> [Problem to solve]
Retype exactly the lines that start at the line with "Target: flower center" and end at the final line, both included, and leave out every picture.

Pointing records

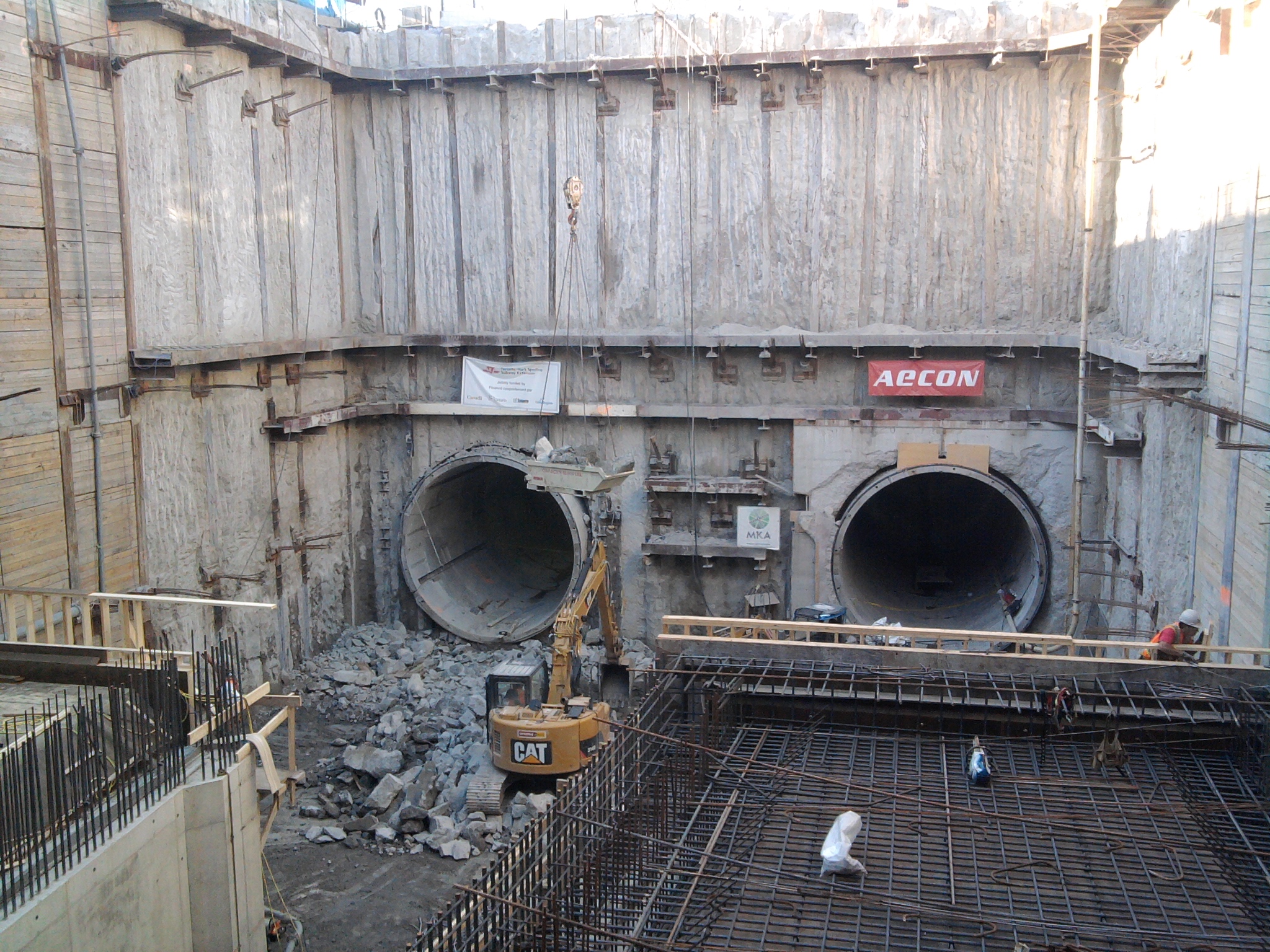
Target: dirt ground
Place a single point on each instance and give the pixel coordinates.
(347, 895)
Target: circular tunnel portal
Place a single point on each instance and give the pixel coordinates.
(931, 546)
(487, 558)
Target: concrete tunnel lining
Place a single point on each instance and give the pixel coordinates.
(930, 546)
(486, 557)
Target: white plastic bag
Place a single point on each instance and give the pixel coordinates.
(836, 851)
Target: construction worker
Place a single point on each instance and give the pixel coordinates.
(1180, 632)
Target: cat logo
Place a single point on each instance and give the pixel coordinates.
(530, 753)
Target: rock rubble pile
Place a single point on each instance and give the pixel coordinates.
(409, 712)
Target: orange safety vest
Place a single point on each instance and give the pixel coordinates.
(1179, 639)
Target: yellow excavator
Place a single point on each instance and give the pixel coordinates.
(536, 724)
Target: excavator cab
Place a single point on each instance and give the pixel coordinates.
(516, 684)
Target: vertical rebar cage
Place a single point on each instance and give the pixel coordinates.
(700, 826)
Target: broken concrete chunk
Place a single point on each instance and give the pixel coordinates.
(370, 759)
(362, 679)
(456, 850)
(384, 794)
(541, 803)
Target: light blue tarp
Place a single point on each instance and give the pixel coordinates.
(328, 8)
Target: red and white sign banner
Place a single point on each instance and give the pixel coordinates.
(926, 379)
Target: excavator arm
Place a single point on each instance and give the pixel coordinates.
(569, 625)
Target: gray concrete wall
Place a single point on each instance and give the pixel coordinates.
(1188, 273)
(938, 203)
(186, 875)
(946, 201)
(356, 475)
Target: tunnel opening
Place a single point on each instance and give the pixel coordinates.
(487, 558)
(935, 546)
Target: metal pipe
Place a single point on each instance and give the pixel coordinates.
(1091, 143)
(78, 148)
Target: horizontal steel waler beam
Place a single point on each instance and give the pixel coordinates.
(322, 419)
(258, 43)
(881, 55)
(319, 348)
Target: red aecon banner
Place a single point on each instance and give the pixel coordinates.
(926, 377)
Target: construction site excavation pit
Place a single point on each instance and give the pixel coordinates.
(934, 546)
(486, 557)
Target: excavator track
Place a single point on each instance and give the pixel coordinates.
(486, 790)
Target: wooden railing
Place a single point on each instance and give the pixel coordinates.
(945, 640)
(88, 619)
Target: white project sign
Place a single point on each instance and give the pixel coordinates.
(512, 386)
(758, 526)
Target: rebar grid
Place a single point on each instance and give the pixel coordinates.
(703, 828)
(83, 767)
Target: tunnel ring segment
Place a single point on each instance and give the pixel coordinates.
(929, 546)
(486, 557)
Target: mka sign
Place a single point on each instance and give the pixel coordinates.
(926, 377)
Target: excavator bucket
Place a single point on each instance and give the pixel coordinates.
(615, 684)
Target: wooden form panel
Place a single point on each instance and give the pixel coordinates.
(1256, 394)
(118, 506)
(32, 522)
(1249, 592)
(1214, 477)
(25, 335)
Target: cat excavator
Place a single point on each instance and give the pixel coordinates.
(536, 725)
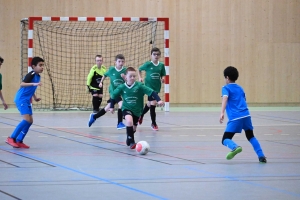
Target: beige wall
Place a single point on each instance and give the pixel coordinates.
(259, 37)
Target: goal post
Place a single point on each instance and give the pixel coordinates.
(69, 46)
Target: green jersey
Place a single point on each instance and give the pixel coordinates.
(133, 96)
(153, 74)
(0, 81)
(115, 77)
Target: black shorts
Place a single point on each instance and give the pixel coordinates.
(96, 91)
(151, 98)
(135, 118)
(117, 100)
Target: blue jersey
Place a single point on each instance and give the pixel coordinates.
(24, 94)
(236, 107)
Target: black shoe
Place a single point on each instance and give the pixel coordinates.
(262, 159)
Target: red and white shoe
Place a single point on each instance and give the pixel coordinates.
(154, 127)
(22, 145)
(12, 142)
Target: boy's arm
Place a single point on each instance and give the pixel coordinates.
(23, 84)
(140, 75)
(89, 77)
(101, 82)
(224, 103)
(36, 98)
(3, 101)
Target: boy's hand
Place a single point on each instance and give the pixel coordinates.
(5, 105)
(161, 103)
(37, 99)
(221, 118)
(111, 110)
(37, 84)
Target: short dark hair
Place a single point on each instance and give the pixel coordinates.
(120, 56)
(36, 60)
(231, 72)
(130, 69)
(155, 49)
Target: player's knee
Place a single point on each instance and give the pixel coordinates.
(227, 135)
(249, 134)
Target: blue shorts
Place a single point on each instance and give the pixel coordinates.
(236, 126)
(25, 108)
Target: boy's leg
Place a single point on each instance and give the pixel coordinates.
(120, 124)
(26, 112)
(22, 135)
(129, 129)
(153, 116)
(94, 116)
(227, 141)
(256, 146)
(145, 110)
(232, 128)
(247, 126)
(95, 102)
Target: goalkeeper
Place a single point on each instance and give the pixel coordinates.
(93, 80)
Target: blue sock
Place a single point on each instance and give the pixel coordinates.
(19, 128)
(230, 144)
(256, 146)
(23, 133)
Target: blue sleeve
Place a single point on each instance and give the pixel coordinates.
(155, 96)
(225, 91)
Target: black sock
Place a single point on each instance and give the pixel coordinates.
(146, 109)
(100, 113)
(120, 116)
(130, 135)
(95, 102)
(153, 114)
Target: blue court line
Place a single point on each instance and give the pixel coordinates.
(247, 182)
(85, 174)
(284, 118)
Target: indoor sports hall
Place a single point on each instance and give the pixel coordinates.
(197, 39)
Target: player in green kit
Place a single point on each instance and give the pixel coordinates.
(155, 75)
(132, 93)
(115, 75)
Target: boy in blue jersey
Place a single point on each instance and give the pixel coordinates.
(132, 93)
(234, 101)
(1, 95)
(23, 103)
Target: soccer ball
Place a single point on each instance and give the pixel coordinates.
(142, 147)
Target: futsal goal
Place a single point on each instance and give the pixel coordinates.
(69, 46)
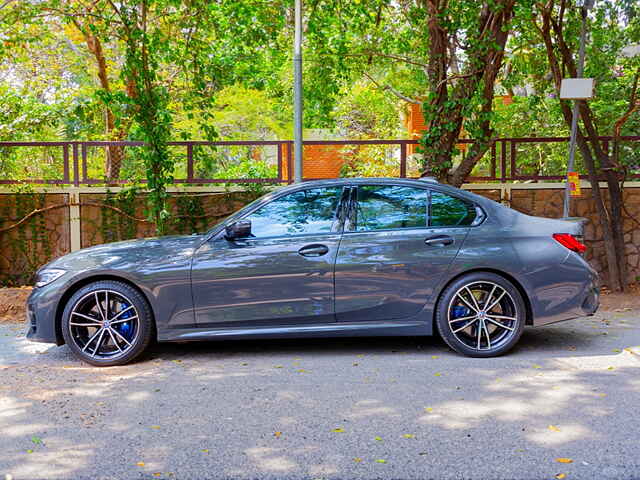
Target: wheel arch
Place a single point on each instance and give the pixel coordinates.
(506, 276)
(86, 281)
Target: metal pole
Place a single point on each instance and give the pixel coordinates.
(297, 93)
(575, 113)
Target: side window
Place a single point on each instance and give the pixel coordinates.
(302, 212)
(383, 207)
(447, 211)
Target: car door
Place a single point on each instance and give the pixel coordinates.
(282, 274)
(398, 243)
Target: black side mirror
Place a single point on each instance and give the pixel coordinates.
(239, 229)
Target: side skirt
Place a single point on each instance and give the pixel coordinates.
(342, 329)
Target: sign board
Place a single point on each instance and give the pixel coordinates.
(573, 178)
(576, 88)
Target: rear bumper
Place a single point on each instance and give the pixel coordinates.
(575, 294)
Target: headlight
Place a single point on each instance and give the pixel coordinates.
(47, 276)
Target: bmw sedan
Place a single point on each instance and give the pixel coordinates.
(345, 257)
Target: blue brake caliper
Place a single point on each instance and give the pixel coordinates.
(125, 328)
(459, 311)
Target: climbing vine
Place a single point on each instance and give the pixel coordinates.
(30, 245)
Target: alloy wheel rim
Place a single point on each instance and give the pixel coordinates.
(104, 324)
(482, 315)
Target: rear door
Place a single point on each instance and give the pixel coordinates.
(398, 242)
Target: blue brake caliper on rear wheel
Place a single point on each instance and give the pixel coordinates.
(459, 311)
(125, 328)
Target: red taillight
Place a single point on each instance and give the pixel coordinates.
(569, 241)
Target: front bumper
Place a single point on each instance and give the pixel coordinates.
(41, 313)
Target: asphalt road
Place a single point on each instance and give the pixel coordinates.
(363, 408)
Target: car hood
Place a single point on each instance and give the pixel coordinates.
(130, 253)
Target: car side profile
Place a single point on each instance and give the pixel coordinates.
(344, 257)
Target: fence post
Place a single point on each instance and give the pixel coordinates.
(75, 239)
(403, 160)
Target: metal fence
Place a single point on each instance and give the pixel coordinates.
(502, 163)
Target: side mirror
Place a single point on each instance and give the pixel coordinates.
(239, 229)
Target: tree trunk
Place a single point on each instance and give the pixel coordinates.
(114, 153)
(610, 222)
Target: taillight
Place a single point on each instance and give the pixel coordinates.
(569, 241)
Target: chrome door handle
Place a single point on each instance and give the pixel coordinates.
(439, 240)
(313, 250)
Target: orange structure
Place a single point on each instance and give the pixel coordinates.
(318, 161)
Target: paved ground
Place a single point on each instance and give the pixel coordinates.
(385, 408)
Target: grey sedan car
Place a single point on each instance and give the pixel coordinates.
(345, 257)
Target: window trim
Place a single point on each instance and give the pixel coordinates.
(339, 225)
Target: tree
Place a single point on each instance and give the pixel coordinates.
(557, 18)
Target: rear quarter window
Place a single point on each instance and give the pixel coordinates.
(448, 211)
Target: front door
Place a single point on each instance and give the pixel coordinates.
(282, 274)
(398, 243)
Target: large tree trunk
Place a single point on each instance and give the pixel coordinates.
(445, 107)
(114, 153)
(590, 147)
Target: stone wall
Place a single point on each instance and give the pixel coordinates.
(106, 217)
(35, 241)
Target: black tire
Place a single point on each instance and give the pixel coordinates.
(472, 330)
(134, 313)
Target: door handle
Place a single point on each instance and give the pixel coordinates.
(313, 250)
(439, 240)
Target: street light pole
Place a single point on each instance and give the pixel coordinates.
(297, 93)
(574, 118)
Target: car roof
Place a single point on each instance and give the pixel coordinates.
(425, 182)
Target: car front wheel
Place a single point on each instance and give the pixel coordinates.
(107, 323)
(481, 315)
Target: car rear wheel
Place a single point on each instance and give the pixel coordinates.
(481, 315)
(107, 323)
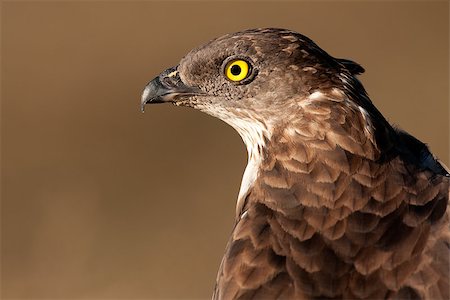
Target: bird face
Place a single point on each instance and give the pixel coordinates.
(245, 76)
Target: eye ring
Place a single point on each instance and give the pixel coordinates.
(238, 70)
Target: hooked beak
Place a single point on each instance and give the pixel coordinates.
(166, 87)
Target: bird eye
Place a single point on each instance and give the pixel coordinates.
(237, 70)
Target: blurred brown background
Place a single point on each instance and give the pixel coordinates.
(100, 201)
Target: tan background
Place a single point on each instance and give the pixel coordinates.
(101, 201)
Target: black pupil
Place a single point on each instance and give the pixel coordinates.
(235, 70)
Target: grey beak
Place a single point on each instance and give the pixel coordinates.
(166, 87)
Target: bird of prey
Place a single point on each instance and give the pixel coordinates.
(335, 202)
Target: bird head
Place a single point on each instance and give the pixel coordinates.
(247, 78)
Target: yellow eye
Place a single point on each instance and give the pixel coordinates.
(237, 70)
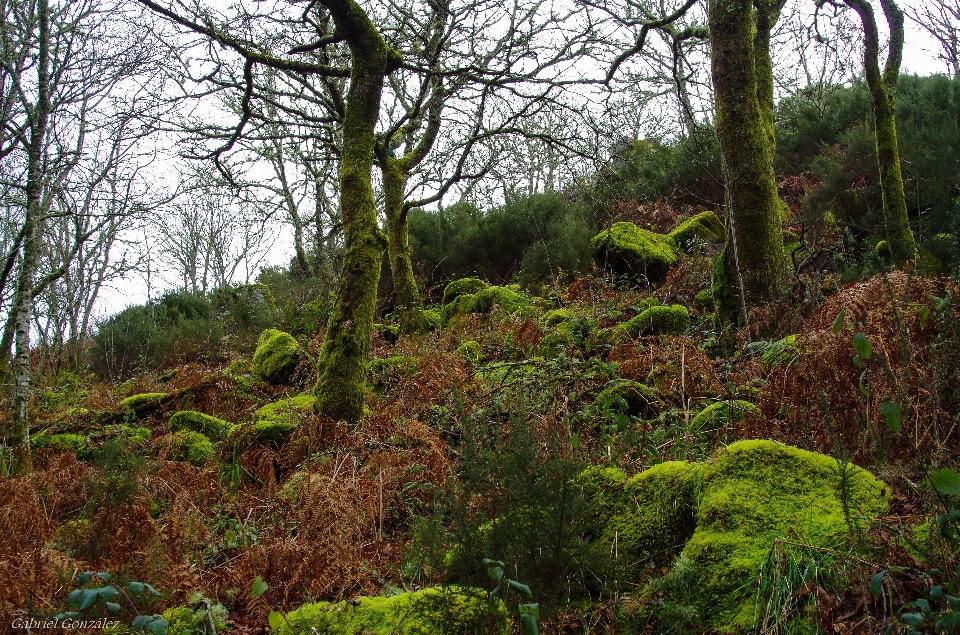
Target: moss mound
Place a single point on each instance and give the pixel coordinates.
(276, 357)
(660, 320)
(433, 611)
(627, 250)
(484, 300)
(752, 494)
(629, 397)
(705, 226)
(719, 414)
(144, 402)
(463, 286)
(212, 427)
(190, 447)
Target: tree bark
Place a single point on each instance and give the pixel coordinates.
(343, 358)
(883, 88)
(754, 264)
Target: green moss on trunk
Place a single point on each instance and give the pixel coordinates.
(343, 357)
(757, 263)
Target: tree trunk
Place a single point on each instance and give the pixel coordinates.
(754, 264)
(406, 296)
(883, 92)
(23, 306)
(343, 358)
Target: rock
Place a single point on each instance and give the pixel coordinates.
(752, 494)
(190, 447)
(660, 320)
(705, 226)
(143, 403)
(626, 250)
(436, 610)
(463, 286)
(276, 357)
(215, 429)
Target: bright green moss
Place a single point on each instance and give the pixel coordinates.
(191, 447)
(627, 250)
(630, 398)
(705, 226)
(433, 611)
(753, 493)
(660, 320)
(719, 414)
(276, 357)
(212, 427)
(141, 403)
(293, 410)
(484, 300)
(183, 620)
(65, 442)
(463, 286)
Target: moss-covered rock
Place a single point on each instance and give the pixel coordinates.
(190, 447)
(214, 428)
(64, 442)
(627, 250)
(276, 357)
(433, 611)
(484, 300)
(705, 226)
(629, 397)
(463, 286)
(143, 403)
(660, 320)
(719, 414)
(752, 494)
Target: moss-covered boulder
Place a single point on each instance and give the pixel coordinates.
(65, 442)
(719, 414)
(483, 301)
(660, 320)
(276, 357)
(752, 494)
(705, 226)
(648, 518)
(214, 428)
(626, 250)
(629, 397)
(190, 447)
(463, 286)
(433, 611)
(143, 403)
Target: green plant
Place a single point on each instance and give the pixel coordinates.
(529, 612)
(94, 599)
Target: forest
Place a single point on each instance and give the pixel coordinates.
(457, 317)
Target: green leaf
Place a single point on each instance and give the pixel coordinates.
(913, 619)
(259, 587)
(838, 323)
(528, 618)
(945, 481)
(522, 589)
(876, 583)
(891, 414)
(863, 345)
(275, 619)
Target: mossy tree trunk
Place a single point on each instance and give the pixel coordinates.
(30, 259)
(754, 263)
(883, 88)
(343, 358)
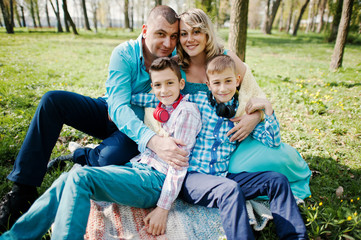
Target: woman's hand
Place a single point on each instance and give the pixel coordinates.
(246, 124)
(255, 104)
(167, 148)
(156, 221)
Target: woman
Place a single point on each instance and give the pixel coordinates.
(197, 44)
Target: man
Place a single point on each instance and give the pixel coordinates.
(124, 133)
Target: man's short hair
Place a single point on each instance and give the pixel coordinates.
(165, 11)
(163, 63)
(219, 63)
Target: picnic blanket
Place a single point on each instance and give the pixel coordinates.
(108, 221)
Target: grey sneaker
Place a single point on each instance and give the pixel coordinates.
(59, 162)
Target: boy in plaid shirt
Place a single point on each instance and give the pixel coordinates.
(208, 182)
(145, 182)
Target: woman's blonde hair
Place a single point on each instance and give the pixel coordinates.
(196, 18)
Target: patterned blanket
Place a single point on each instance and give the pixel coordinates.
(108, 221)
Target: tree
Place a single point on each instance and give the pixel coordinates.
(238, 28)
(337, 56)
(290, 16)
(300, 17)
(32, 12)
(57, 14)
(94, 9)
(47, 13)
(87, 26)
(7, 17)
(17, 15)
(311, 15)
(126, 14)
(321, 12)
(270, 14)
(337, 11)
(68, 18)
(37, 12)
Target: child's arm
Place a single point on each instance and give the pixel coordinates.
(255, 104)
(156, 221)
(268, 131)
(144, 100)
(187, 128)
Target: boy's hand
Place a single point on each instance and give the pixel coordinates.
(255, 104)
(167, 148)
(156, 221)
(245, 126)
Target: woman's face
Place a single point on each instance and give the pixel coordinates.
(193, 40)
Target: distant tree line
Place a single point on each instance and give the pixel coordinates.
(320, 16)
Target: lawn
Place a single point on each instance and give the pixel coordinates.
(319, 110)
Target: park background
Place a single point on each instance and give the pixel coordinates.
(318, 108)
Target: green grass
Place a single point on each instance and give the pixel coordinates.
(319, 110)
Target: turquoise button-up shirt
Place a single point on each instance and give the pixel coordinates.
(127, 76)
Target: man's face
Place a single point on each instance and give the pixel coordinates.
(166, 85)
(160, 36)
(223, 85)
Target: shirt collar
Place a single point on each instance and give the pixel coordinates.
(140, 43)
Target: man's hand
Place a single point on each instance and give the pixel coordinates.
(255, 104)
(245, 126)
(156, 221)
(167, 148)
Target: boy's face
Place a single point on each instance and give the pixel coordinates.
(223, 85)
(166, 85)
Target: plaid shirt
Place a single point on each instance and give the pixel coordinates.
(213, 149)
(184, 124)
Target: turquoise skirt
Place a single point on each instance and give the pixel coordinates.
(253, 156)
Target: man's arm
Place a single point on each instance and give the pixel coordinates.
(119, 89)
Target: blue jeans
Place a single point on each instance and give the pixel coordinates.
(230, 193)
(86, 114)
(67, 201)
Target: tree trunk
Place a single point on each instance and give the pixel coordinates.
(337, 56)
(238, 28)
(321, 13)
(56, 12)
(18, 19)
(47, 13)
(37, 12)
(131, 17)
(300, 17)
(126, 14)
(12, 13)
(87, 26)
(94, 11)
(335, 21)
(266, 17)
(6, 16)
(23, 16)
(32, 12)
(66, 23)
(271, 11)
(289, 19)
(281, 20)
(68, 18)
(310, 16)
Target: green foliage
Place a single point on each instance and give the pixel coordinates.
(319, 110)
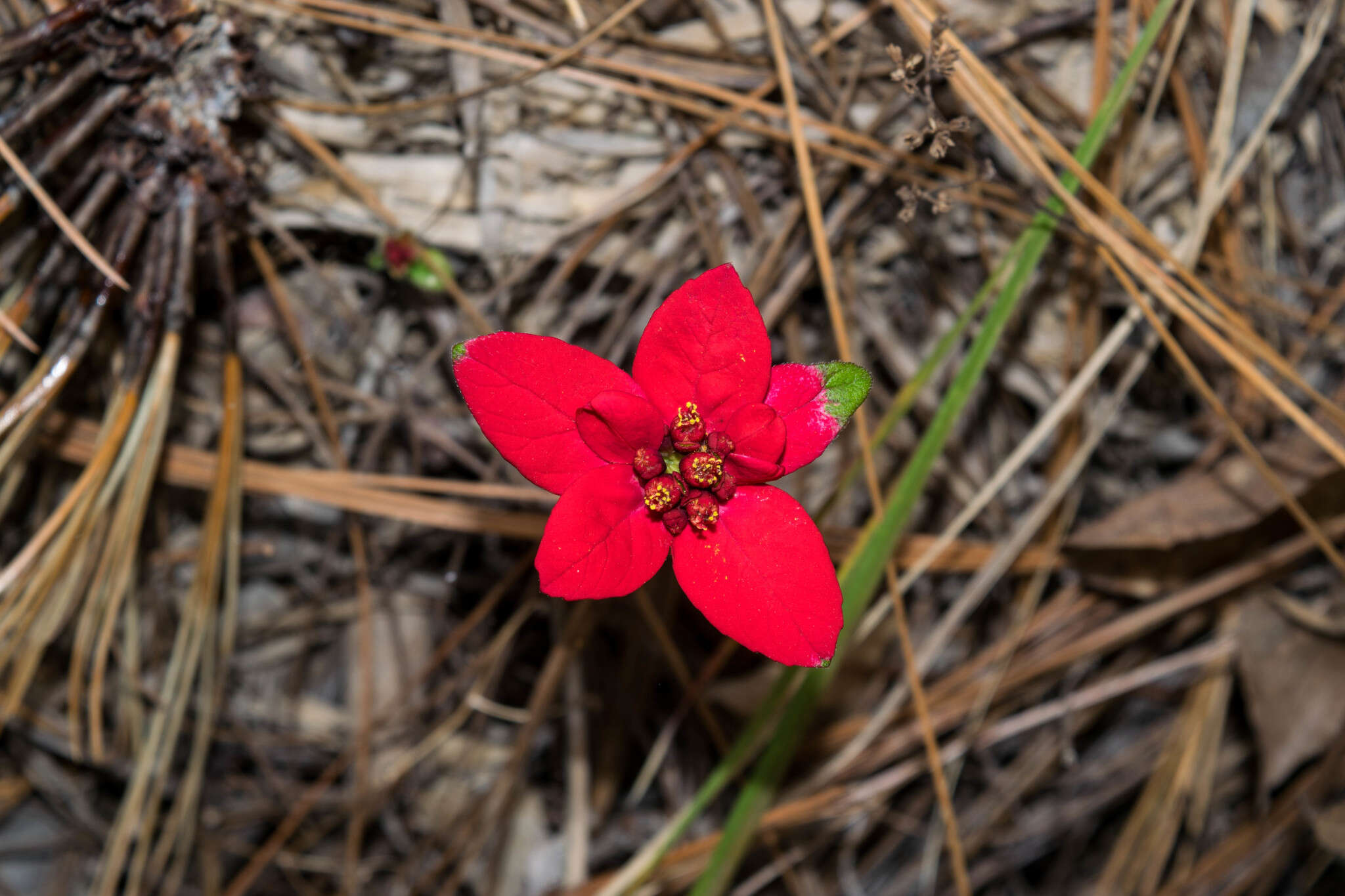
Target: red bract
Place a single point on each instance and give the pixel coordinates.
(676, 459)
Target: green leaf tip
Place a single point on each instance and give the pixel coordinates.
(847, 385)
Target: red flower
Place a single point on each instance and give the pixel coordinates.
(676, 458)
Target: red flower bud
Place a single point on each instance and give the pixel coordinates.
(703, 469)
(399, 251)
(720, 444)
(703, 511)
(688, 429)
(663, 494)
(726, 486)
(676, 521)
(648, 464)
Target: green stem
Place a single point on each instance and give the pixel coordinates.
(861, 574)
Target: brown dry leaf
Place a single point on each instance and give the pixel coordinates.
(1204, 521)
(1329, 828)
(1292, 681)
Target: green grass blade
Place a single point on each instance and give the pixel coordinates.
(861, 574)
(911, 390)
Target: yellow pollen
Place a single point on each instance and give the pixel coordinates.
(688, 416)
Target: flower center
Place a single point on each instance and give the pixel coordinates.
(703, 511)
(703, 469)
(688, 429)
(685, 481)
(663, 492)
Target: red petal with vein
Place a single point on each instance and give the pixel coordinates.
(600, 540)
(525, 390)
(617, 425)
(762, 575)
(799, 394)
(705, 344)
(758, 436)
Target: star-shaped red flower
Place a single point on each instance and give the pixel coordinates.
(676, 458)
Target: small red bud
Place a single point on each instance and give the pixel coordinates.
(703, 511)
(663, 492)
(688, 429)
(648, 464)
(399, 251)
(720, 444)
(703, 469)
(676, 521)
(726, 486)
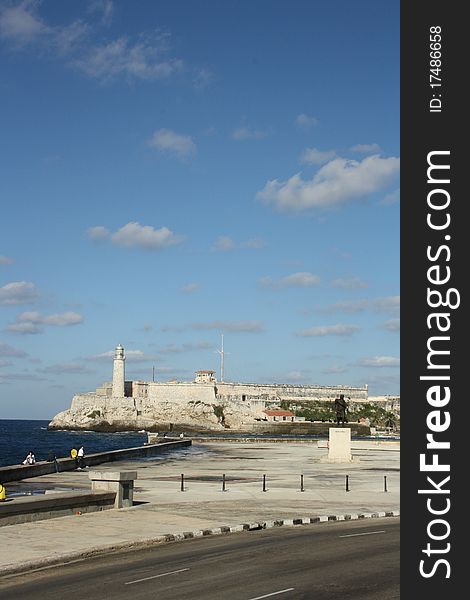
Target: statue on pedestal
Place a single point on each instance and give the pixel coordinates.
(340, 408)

> [Solution below]
Target: flower center
Place a single point on each instance and give the pixel coordinates.
(703, 511)
(703, 469)
(688, 429)
(685, 481)
(663, 492)
Target: red petal with vein
Place a single point on each instance and give the pixel coordinates.
(600, 540)
(525, 390)
(617, 425)
(762, 575)
(799, 394)
(705, 344)
(758, 436)
Target: star-shaped red flower
Place a single point on each instance and give the pixel coordinates.
(676, 458)
Target: small red bud
Place a single point on each instance and give the pixel coordinates.
(703, 511)
(663, 492)
(688, 429)
(648, 464)
(399, 251)
(720, 444)
(703, 469)
(676, 521)
(726, 486)
Target: statue on pedestal
Place a single point on each instance and give the pixel coordinates.
(340, 408)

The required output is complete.